* _Exercise details_:
Continue the forum thread below about where members live in Mexico and what it costs, starting after its final line.

* _Passage shown_:
━━━

# What areas are you living at?



## Shoes (Dec 11, 2012)

Just curious what areas all you people that live in Mexico are living at. Also, would you please share the cost of living for your areas. It seems by what I have read, that all areas have a different COL and life style.

Thanks, Shoes


----------



## sparks (Jun 17, 2007)

If you read thru the threads most people identify where they live on each message. Cost of living depends more on your lifestyle than on location. You could even search for "cost of living" and find a few conversations


----------



## cesar&jody (Feb 22, 2011)

I currently live in Puerto Morelos, between cancun and playa del carmen, but i just moved here from Los Cabos! The cost of living here is much cheaper then there and things like groceries and clothing are a lot less as well.


----------



## mes1952 (Dec 11, 2012)

Anywhere in Mexico where there is a predominance of Americans means higher cost of living. Also if you attempt to live your American lifestyle, i.e., shop at Costco or Walmart or other American businesses, that will increase your COL. Baja is probably the most expensive place to live in Mexico due to the influx of retired Americans. Most Mexicans I've met who come from other parts of Mexico such as Guadalajara or Monterrey or somewhere on the mainland have told me that Baja is more expensive esp. if you are near the border at Tijuana or Rosarito. When I look at grocery store TV ads on Mexico City stations, the prices are definitely less than in Tijuana or Rosarito. Cabo is always been notorious for being very expensive due to all the Americans living there.




cesar&jody said:


> I currently live in Puerto Morelos, between cancun and playa del carmen, but i just moved here from Los Cabos! The cost of living here is much cheaper then there and things like groceries and clothing are a lot less as well.

━━━

* _The data_:
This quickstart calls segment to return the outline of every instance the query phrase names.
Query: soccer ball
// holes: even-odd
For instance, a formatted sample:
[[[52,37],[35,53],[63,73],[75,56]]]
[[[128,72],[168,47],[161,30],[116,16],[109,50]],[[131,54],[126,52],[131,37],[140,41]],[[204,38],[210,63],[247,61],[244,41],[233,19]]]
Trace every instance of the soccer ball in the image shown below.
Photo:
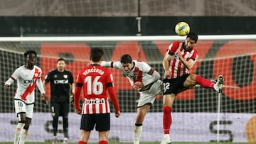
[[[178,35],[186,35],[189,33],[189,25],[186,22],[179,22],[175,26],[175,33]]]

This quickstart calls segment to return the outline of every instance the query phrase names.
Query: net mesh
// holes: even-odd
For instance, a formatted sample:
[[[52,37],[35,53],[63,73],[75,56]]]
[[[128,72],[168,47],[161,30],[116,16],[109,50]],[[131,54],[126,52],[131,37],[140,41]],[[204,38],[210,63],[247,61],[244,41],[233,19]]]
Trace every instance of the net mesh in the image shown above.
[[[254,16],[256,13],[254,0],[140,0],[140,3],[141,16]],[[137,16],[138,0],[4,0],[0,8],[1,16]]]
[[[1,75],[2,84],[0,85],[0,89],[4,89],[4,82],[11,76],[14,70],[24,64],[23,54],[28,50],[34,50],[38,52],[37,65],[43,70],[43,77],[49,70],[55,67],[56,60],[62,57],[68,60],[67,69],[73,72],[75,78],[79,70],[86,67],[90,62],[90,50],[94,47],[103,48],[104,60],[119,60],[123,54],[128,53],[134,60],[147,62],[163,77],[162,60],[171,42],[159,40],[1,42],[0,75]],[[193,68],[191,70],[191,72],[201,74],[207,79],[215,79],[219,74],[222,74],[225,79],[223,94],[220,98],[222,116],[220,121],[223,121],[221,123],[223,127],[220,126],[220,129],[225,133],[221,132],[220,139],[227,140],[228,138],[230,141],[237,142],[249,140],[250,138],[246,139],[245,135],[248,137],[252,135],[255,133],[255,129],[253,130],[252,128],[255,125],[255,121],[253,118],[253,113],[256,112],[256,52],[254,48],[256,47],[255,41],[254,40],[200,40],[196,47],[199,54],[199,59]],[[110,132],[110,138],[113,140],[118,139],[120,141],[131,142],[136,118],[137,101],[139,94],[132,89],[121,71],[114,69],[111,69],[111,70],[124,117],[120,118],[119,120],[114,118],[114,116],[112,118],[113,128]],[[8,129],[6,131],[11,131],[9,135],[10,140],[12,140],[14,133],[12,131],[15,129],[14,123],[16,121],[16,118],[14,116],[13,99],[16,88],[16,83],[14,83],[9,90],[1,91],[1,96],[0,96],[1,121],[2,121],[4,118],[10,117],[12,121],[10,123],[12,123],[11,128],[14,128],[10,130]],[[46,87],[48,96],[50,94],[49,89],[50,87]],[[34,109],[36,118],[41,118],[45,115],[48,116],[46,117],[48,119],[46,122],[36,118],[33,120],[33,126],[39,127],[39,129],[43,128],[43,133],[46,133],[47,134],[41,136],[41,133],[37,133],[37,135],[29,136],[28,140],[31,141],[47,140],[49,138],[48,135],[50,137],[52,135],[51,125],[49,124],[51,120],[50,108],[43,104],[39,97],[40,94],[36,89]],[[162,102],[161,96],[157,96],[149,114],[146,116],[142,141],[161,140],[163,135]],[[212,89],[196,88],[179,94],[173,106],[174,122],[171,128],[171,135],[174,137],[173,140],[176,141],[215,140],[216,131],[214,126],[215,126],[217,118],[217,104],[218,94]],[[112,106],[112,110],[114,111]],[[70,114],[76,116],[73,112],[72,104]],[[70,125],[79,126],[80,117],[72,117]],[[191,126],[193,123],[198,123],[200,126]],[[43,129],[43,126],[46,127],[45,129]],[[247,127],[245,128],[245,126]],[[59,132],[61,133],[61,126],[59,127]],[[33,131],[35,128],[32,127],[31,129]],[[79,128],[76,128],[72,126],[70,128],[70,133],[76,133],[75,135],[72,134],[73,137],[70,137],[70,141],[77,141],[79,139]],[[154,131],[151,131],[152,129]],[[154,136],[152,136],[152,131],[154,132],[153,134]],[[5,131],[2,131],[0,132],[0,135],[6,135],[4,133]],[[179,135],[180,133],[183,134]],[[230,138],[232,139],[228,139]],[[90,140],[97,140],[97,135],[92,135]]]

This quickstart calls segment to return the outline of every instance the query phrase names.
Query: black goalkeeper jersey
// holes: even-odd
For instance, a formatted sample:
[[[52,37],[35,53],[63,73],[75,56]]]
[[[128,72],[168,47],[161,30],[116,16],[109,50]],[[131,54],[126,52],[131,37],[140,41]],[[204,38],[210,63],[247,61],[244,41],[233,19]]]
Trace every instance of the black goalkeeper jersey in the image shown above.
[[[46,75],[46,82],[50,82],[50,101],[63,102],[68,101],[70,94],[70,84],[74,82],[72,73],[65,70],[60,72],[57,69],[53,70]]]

━━━

* _Written response_:
----------



## Longford (May 25, 2012)

mes1952 said:


> Anywhere in Mexico where there is a predominance of Americans means higher cost of living.


Not necessarily. 



> Also if you attempt to live your American lifestyle, i.e., shop at Costco or Walmart or other American businesses, that will increase your COL.


Believe it or not ... Mexicans, tens of millions of Mexicans, or more, shop at Costco and Wal-Mart ... precisely because it's less expensive to shop there and/or there's greater variety. This notion that "Americans" (and who are they?) may only shop in the big box stores demonstrates a lack of knowledge of Mexico, IMO. 



> Baja is probably the most expensive place to live in Mexico due to the influx of retired Americans.


Maybe. Maybe not. Depending upon where in Baja one lives. Baja is somewhat isolated from themainland where most of what's consumed in Baja and Baja Sur comes from and, therefore, transportation costs add markedly to the price of goods.


----------



## mickisue1 (Mar 10, 2012)

Longford said:


> Not necessarily.
> 
> 
> 
> ...


Correct me if I'm wrong, but I think the references to Wal-Mart and Costco are to using them to buy groceries that are from the US, not to shop there for, say, diapers.


----------



## Shoes (Dec 11, 2012)

*Thanks for the replys*

Replies greatly appreciated. Thanks


----------



## cuylers5746 (Mar 19, 2012)

*Cost of Living in Mexico*

Hi Shoes;

Just to reiterate a note I made months ago. Cost of living in Mexico. Take your life style and cost to maintain that in most places in USA, excepting some big inner cities like NYC, Chicago, Boston, et. and then.....

1. Baja Norte is about 25% cheaper than living in San Diego, CA.

2. Central Mexico, excepting Mexico City is about 50% cheaper than San Diego.

3. Southern Mexico, Oaxaca, Guererro, I guess as I am now reading even Yucatan etc. even 
cheaper.

Another way to look at it. I was self employed part time before making the jump back into Mexico ( for 3rd time). and we were in our early 60's. Too young for Medicare. For Medical Ins. for an HMO they wanted $450.00/ mo. for each of us with a $500.00 deductible before they paid a cent each. Then $30.00 co-payment to see Doctors. I added that all up and it came to $11,800.00 before paying for deductibles and medicines.

I told me wife....."we're already on IMSS paying it since in our 50's like a travel accident insurance for visits to Mexico.....I said for $11,800.00 per year we can live in Mexico complete for that". Easy decision...we're moving to Mexico. Six months later after all the stress was gone, eating the very good tasting fruits and vegetables I threw out the high blood pressure medicine and got off the Statin Drugs too. Never looked back.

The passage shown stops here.